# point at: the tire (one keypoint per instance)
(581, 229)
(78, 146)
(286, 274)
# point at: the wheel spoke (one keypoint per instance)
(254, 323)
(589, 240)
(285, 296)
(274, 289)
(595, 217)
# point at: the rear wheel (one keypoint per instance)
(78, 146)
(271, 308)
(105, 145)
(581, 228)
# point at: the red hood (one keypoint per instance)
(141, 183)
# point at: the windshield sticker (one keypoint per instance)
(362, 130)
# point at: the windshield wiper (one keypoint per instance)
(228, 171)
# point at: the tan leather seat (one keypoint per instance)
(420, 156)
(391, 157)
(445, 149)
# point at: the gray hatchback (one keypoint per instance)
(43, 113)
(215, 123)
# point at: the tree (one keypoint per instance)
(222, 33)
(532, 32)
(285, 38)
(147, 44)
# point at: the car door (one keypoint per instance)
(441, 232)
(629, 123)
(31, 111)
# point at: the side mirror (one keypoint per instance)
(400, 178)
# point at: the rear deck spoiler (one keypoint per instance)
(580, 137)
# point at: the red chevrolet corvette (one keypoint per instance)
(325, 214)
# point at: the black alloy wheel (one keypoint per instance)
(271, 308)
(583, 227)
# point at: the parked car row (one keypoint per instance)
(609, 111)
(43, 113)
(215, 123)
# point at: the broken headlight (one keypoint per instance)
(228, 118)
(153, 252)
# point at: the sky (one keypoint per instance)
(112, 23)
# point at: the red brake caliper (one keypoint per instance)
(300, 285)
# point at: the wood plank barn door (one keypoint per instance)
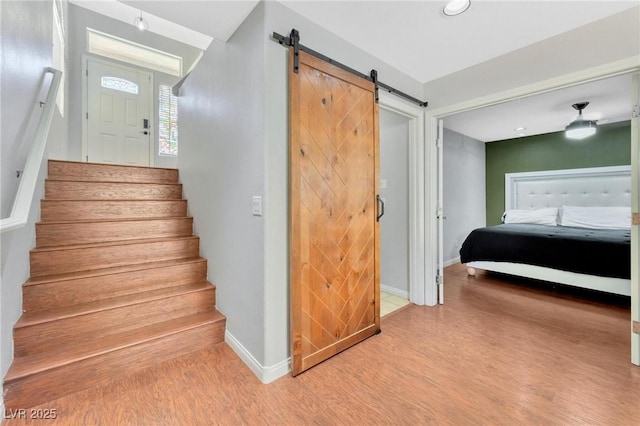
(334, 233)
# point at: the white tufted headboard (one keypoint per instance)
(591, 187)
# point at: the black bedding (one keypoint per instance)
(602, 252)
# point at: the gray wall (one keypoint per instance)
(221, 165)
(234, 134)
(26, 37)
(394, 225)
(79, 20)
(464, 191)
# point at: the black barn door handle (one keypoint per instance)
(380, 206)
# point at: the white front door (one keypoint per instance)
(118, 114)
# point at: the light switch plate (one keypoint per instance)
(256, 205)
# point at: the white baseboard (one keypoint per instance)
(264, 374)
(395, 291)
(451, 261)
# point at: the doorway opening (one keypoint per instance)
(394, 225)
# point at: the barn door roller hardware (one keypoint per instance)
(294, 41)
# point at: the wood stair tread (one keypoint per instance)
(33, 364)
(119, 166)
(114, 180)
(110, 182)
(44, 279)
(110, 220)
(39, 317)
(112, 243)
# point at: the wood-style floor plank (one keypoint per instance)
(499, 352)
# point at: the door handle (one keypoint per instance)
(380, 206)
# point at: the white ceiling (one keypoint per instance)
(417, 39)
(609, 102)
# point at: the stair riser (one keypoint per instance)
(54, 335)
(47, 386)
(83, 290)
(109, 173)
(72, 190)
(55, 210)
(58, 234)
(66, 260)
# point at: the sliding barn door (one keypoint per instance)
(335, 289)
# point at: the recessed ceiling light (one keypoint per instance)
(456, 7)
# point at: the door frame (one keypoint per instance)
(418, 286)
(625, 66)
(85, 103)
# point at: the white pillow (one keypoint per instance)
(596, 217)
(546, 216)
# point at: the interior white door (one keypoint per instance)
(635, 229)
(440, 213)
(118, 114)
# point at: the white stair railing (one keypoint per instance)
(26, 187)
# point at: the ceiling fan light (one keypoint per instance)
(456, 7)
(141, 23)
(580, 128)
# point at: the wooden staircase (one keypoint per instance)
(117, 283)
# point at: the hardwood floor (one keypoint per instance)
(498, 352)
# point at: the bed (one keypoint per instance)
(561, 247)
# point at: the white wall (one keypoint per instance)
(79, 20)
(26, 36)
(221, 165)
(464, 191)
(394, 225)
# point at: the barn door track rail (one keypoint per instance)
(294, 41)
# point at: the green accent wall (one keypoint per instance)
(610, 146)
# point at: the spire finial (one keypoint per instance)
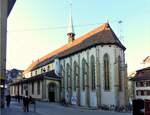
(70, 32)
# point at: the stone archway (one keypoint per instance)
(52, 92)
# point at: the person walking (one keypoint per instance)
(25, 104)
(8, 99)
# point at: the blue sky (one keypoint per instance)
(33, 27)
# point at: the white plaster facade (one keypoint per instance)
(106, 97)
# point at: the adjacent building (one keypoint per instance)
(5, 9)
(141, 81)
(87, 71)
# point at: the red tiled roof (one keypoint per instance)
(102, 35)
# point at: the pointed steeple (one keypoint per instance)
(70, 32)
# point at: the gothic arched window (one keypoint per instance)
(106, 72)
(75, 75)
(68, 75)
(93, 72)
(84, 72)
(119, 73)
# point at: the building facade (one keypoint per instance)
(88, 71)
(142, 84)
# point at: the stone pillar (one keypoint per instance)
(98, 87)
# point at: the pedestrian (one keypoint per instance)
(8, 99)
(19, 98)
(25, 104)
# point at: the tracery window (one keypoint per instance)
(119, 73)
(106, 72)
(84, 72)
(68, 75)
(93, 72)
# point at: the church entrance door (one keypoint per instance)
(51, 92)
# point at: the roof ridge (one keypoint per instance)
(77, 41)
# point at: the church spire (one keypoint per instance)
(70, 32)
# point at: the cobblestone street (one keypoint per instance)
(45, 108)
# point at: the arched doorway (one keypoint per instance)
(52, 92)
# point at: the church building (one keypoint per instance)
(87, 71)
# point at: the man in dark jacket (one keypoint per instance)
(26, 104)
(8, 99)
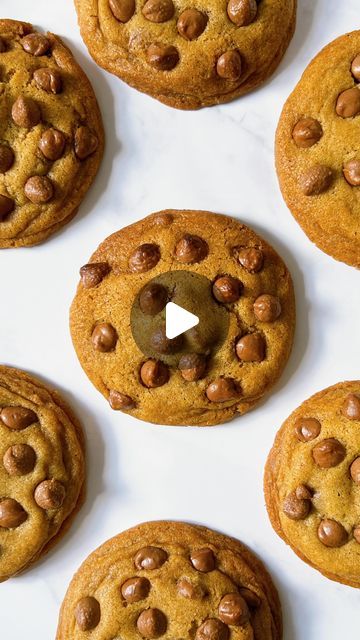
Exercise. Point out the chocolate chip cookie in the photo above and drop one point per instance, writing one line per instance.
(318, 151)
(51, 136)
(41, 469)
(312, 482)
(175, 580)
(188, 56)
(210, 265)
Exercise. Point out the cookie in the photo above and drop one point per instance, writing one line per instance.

_____

* Task: Please transcribe the listing above verbatim and exclude every picture.

* Solution to this task:
# point at: the tire (one keypoint per instance)
(581, 229)
(78, 146)
(286, 274)
# point at: the wheel spoke (one keypoint per instance)
(254, 323)
(589, 240)
(285, 296)
(274, 289)
(595, 217)
# point at: the rear wheel (one keypoint per instance)
(78, 146)
(271, 308)
(105, 145)
(581, 228)
# point at: the red hood (one keypoint per instance)
(141, 183)
# point at: the windshield sticker (one keypoint per instance)
(362, 130)
# point at: the windshield wiper (one keypoint per instance)
(228, 171)
# point at: the tan leather seat (one keypoint per instance)
(420, 156)
(391, 157)
(445, 149)
# point at: the gray hatchback (one keypoint per instance)
(43, 113)
(215, 123)
# point at: the tree (one keypoint per instance)
(222, 33)
(532, 32)
(285, 38)
(147, 44)
# point at: the car door (one keypoint per instance)
(441, 232)
(629, 123)
(31, 111)
# point at: the side mirror (one keypoint per instance)
(400, 178)
# point at: the rear deck spoiler (one keypoint per instance)
(580, 137)
# point at: the red chevrolet corvette (one keypoint per instance)
(325, 214)
# point at: the black alloy wheel (one keypoint per instance)
(271, 308)
(583, 227)
# point at: the parked car row (one keypoint per instance)
(609, 111)
(43, 113)
(215, 123)
# point at: the broken headlight (one keypoint per instance)
(228, 118)
(153, 252)
# point at: the sky (one keypoint per instance)
(112, 23)
# point at: the red brake caliper (one keypoint per instance)
(300, 285)
# point at: the wood plank barn door (one keypoint per instance)
(334, 233)
# point at: the white tufted headboard (one keypoint per instance)
(591, 187)
# point at: the black bedding (one keypoint per instance)
(602, 252)
# point at: the gray wall (one keypoint per instance)
(221, 165)
(234, 134)
(26, 37)
(394, 225)
(79, 20)
(464, 191)
# point at: the black barn door handle (one keypoint per instance)
(380, 206)
# point at: the white front door (one keypoint per instance)
(118, 114)
# point at: the light switch plate (one keypoint per instance)
(256, 205)
# point at: the white baseboard (one keypoint per instance)
(264, 374)
(395, 291)
(451, 261)
# point at: the doorway opening (one keypoint per instance)
(394, 225)
# point at: the barn door roller hardware (one keypoint per instance)
(294, 41)
# point at: the wood stair tread (one keypoint per instance)
(33, 364)
(119, 166)
(114, 180)
(110, 182)
(44, 279)
(110, 220)
(39, 317)
(112, 243)
# point at: the wood-style floor plank (one keypoint per instance)
(499, 352)
# point at: the door handle (one keypoint per instance)
(380, 206)
# point at: the white ceiling (one keypoint per instance)
(417, 39)
(609, 102)
# point at: the stair riser (one keypoint per instance)
(54, 335)
(47, 386)
(83, 290)
(109, 173)
(72, 190)
(55, 210)
(58, 234)
(66, 260)
# point at: the sliding barn door (one keypoint per instance)
(335, 289)
# point at: the recessed ceiling light (one keypoint per instance)
(456, 7)
# point at: the door frame (one keypoint per instance)
(418, 286)
(625, 66)
(85, 103)
# point at: the white pillow (one keypoint per instance)
(596, 217)
(546, 216)
# point at: the interior white door (one keypoint per instance)
(635, 229)
(440, 213)
(118, 114)
# point at: the white stair railing (one keypoint per instance)
(26, 187)
# point at: the ceiling fan light (one keypoint per instance)
(456, 7)
(141, 23)
(580, 128)
# point at: the wooden staircase (one keypoint per instance)
(117, 283)
# point at: the hardwood floor (one keypoint per instance)
(498, 352)
# point at: the bed (one keypoint per instance)
(561, 247)
# point at: the white wall (one keypoint per instance)
(79, 20)
(26, 36)
(221, 165)
(464, 191)
(394, 225)
# point at: the barn door track rail (one keypoint per instance)
(294, 41)
# point at: the green accent wall (one keypoint per instance)
(610, 146)
# point at: the spire finial (one keypoint per instance)
(70, 32)
# point at: the stone archway (one keypoint per instance)
(52, 92)
# point at: the person walking (one keypoint per instance)
(25, 104)
(8, 99)
# point at: the blue sky (one keypoint per instance)
(33, 27)
# point at: the white plaster facade (one keypoint per instance)
(106, 97)
# point at: the adjacent building (one keypoint per instance)
(5, 9)
(141, 81)
(87, 71)
# point at: the red tiled roof (one keypoint per instance)
(102, 35)
# point at: the pointed steeple (one keypoint per instance)
(70, 32)
# point at: the gothic arched window (one keypoint per instance)
(106, 72)
(75, 75)
(68, 75)
(93, 72)
(84, 72)
(119, 73)
# point at: the building facade (one keypoint per instance)
(88, 71)
(142, 84)
# point at: the stone pillar (one keypoint per instance)
(98, 87)
# point at: the pedestrian (one keypoint per instance)
(8, 99)
(19, 98)
(25, 104)
# point at: the tracery window (one keypoint per instance)
(119, 73)
(106, 72)
(84, 72)
(68, 75)
(93, 72)
# point at: the church entrance door (one keypoint per instance)
(51, 92)
# point at: the roof ridge (one keypoint per instance)
(77, 41)
# point at: the church spire (one keypoint per instance)
(70, 32)
# point at: the cobblestone street (one keypoint per instance)
(45, 108)
# point at: the arched doorway (one keypoint per instance)
(52, 92)
# point at: the church building (one keypoint per instance)
(87, 71)
# point at: the man in dark jacket (one keypoint per instance)
(26, 104)
(8, 99)
Exercise. Point out the chocolate chip cookie in the photo above and drop one point per instance, writing one line per instance.
(318, 151)
(51, 136)
(41, 469)
(312, 482)
(175, 580)
(188, 56)
(210, 265)
Exercise. Point out the cookie in the photo above and drop one point per instance, writing one line per instance.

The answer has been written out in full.